[What you need to do]:
Starting at the beginning of the records and ending at the line containing "Give the mask of every instance of the white", rename "white cloud" to "gray cloud" throughout, keeping everything else the same. Return only those lines.
>>>
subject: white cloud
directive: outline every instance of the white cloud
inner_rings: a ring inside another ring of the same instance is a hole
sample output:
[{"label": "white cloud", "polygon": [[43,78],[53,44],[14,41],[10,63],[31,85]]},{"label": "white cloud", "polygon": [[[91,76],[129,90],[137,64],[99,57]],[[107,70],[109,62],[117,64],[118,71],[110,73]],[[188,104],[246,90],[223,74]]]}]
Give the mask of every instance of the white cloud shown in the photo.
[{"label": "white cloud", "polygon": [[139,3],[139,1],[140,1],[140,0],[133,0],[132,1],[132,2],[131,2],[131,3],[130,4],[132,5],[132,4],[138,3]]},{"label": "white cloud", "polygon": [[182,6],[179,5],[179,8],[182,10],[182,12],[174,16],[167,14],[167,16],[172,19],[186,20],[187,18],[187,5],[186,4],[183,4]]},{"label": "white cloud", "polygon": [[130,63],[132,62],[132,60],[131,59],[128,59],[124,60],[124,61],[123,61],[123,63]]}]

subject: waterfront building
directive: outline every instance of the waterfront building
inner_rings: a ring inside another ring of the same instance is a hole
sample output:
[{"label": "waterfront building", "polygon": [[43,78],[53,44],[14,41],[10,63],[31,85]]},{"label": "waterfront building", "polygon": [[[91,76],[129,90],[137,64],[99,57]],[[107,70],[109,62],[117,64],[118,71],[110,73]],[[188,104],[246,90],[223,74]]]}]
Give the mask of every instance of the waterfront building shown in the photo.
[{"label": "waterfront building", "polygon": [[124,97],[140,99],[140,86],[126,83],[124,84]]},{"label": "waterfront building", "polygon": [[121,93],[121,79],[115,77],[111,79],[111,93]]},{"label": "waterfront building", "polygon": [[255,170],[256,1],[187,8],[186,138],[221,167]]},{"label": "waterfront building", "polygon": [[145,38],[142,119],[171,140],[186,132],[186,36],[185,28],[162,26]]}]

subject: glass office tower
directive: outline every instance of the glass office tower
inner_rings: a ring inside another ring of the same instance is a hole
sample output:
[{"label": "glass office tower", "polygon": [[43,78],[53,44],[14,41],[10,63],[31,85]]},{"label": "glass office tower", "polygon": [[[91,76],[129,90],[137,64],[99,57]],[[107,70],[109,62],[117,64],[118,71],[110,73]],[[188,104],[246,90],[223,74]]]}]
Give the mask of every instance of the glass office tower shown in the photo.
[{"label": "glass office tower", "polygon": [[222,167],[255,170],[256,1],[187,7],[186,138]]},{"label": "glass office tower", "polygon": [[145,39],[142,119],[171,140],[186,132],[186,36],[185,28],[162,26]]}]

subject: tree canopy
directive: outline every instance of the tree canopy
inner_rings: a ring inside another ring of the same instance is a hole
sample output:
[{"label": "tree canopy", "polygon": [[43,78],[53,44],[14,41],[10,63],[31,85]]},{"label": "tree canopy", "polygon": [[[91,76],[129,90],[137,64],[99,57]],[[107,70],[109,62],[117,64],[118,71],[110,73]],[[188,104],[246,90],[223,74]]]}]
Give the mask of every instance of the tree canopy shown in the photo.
<<<
[Task output]:
subject: gray cloud
directive: outline every instance of the gray cloud
inner_rings: a ring inside another ring of the same instance is a hole
sample output:
[{"label": "gray cloud", "polygon": [[43,78],[53,44],[14,41],[10,63],[31,85]]},{"label": "gray cloud", "polygon": [[[91,76],[129,90],[137,64],[99,57]],[[107,70],[109,62],[117,64],[118,71],[110,73]],[[188,104],[246,90],[223,74]]]}]
Give the mask of every instance of the gray cloud shown in the photo.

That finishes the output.